▶ [EXTRACTED INFORMATION]:
>> begin

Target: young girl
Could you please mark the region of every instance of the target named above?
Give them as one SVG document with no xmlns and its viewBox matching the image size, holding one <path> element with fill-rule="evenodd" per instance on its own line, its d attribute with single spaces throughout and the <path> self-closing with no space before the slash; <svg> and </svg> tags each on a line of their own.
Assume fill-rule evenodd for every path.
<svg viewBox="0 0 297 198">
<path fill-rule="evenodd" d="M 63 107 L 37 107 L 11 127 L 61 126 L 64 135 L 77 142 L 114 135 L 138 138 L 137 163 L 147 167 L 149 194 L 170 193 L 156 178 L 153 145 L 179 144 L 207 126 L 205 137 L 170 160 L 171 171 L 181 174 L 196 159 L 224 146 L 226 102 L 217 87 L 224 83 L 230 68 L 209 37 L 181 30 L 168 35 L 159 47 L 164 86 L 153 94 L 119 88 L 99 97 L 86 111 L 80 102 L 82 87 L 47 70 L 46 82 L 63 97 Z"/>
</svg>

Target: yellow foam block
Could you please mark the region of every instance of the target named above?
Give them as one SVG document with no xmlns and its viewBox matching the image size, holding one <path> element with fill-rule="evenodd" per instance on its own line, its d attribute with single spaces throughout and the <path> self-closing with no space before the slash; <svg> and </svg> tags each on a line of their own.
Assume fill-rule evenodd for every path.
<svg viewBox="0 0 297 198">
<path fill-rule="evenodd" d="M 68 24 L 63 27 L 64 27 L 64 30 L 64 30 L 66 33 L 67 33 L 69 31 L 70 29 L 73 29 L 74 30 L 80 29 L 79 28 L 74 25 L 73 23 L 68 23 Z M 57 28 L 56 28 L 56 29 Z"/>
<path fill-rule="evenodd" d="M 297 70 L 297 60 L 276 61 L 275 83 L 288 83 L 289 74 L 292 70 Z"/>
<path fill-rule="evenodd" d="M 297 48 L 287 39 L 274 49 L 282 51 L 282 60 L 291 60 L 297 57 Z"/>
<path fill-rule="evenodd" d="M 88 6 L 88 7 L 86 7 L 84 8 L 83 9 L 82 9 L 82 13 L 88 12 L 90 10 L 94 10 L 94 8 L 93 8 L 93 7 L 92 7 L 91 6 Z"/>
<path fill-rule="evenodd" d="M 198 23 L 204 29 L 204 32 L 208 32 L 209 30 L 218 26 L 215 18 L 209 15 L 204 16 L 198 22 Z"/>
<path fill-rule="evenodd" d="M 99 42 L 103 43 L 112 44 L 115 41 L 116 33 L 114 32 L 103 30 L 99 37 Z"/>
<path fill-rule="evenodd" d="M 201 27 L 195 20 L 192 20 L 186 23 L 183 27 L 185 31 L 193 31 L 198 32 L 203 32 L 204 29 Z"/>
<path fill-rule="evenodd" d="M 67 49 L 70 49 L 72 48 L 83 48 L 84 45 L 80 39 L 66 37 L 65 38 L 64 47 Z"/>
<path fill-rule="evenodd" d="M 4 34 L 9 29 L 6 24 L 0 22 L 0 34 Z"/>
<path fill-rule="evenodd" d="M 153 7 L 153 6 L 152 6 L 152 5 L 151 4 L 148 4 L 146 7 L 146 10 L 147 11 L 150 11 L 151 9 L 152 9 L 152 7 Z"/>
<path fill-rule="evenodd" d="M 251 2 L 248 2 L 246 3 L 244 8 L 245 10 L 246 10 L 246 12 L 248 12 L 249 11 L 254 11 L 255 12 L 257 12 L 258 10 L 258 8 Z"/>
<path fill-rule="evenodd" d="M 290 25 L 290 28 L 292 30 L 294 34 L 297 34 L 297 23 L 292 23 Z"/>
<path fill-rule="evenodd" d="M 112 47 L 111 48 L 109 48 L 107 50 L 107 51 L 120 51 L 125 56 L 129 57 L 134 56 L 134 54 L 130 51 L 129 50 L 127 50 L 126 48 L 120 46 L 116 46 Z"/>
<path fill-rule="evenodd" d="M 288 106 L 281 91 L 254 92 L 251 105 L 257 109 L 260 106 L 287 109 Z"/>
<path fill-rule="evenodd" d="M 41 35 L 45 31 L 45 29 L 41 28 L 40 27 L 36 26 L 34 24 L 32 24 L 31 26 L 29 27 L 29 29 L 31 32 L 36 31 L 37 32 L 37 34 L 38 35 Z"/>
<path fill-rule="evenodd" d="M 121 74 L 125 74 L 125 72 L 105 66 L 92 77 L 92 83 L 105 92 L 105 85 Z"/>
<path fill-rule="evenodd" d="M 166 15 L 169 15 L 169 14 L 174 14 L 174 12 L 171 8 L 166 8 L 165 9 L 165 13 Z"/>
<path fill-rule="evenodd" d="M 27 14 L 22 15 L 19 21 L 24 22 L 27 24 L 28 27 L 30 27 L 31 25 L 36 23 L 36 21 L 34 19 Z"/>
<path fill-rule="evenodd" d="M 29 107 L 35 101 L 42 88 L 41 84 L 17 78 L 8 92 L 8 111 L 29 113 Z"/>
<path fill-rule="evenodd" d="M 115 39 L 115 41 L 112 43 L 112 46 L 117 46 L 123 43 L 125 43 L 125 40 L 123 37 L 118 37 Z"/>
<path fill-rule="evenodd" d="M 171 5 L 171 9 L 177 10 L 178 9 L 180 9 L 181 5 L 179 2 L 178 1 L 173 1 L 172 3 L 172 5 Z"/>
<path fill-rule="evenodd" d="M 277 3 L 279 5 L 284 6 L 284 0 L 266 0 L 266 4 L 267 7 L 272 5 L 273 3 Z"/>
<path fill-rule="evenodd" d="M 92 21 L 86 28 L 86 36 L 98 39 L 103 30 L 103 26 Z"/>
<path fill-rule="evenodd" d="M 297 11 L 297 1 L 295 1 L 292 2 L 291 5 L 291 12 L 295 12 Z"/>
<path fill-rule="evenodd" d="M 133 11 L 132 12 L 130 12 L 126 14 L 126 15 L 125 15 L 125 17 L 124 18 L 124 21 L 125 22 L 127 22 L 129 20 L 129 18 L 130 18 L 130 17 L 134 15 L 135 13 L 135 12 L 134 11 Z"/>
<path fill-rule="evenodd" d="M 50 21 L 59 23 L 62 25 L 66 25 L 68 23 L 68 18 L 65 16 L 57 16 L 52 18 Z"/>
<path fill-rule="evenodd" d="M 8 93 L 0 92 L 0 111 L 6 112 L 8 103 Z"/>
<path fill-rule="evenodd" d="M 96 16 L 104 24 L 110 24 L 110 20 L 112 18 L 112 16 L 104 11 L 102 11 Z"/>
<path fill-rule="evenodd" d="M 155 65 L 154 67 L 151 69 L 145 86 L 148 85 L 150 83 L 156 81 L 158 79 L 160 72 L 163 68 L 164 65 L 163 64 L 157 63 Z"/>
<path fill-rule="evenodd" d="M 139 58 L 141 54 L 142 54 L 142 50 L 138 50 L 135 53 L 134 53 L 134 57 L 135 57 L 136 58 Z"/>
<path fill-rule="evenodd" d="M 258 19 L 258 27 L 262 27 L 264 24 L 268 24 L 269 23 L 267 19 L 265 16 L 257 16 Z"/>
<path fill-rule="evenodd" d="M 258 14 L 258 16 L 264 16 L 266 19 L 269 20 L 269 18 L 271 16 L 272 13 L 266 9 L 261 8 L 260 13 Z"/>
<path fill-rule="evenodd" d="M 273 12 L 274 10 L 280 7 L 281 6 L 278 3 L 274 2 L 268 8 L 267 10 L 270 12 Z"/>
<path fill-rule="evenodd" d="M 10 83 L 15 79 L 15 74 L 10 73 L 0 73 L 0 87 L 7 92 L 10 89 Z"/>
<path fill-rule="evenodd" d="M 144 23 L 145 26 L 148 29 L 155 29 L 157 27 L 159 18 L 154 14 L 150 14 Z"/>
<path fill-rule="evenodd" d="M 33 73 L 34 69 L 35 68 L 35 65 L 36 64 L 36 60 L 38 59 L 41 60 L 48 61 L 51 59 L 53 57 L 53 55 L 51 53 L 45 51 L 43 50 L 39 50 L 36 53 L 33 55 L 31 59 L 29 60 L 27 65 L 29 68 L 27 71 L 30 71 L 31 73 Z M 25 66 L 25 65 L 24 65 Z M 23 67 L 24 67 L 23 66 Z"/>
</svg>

>> end

▶ [SET EXERCISE]: Print the lines from the rows above verbatim, beginning with the line that contains "Target: yellow foam block" and stopping after the line that contains "198 23 L 204".

▶ [FINAL RESULT]:
Target: yellow foam block
Could you please mark the region of every instance of the target named above?
Give them as one SVG document with no xmlns and its viewBox matching the image size, holding one <path> element with fill-rule="evenodd" per instance on its own line, its d attribute with single spaces throughout and the <path> self-closing with no space before the slash; <svg> and </svg> tags each on a line of their own.
Assume fill-rule evenodd for every path.
<svg viewBox="0 0 297 198">
<path fill-rule="evenodd" d="M 68 24 L 63 27 L 64 27 L 64 30 L 64 30 L 66 33 L 67 33 L 69 31 L 70 29 L 73 29 L 74 30 L 80 29 L 79 28 L 74 25 L 73 23 L 68 23 Z M 57 28 L 56 28 L 56 29 Z"/>
<path fill-rule="evenodd" d="M 297 70 L 297 60 L 276 61 L 275 83 L 288 83 L 289 74 L 292 70 Z"/>
<path fill-rule="evenodd" d="M 297 48 L 287 39 L 274 49 L 282 51 L 282 60 L 291 60 L 297 57 Z"/>
<path fill-rule="evenodd" d="M 88 6 L 88 7 L 86 7 L 84 8 L 83 9 L 82 9 L 82 13 L 88 12 L 90 10 L 94 10 L 94 8 L 93 8 L 93 7 L 92 7 L 91 6 Z"/>
<path fill-rule="evenodd" d="M 198 23 L 204 29 L 204 32 L 208 32 L 209 30 L 218 26 L 215 18 L 209 15 L 204 16 L 198 22 Z"/>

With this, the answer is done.